— EXERCISE BRIEF —
From the line containing "Indicate a point on each instance of the stack" to the last line of the listing below, repeat every line exactly, and output nothing else.

— RECORDS FOR THIS EXERCISE —
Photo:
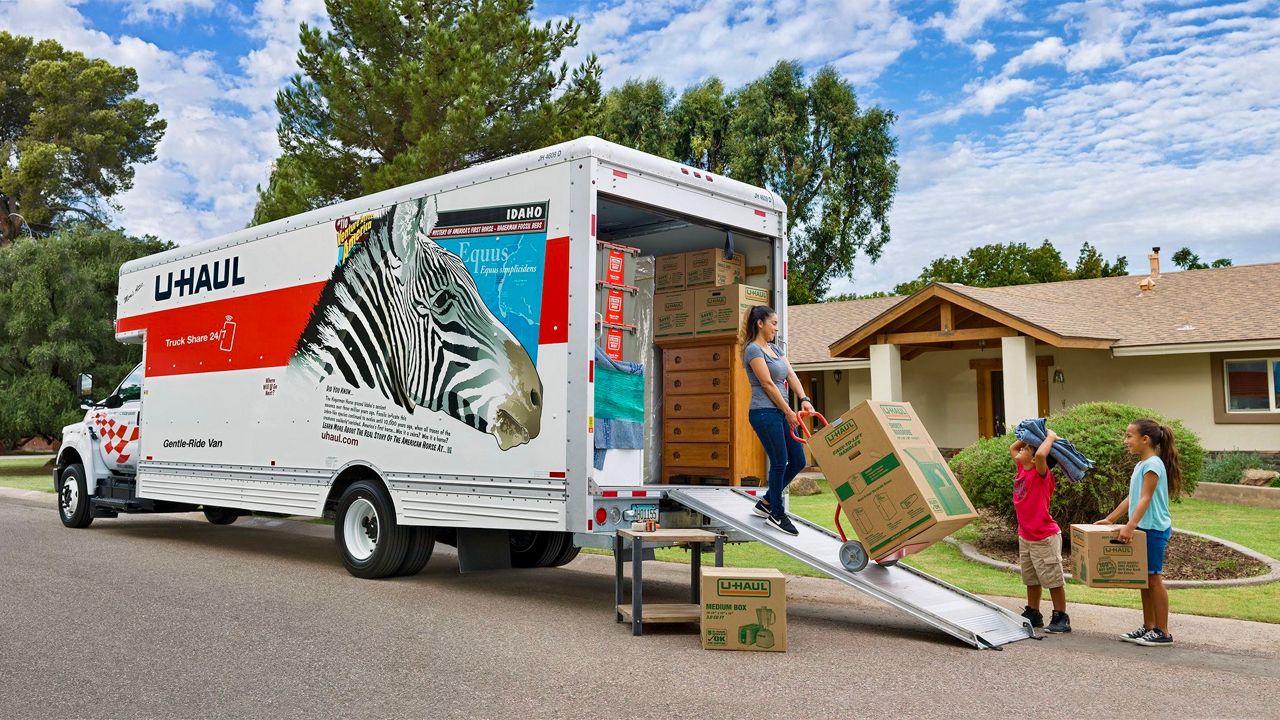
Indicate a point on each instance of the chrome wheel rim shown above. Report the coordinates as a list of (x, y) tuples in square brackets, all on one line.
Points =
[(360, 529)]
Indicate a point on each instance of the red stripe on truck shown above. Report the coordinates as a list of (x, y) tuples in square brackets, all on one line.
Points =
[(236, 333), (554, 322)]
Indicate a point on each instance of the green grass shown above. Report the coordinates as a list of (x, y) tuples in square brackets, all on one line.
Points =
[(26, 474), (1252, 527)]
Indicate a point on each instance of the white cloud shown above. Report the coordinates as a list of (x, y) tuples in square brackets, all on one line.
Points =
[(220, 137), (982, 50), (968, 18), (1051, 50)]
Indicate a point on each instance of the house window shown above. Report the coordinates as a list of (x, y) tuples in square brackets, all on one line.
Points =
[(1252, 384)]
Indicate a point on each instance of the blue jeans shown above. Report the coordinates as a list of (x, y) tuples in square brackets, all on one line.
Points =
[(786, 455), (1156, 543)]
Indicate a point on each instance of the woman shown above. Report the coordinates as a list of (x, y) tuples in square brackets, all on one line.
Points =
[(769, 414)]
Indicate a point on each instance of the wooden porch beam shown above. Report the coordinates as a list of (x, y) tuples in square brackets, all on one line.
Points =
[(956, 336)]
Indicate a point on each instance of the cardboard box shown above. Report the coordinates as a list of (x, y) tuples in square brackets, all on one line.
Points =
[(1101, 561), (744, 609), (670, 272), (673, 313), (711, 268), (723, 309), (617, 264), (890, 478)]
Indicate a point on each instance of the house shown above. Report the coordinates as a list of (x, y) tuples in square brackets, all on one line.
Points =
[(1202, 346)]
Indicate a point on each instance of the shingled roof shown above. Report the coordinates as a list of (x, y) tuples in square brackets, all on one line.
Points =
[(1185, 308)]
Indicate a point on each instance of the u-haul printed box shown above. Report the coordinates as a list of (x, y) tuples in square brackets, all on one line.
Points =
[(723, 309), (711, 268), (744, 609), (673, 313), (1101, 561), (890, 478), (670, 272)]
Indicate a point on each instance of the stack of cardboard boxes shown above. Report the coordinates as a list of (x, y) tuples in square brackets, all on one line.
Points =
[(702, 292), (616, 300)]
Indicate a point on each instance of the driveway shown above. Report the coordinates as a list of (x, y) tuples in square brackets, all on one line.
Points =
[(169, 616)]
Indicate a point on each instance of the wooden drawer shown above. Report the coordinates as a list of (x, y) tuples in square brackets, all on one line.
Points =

— RESULT OF THE EXERCISE —
Indicate a point on each instance of the stack of cardboard boxes shown above. Report the coordinates as a list of (x, y) tuples in square brackets, all on one line.
Points =
[(702, 292), (616, 300)]
Indicate a point on each instance of the driveway shown above. Report the coordinates as a list of (x, y) tuples in square brackets, all on one line.
Points =
[(169, 616)]
Indicate a point on each instance of the wooden drawer shown above. Report the coordinates as a list of (x, y) tuples in square brackets, all on one line.
Points =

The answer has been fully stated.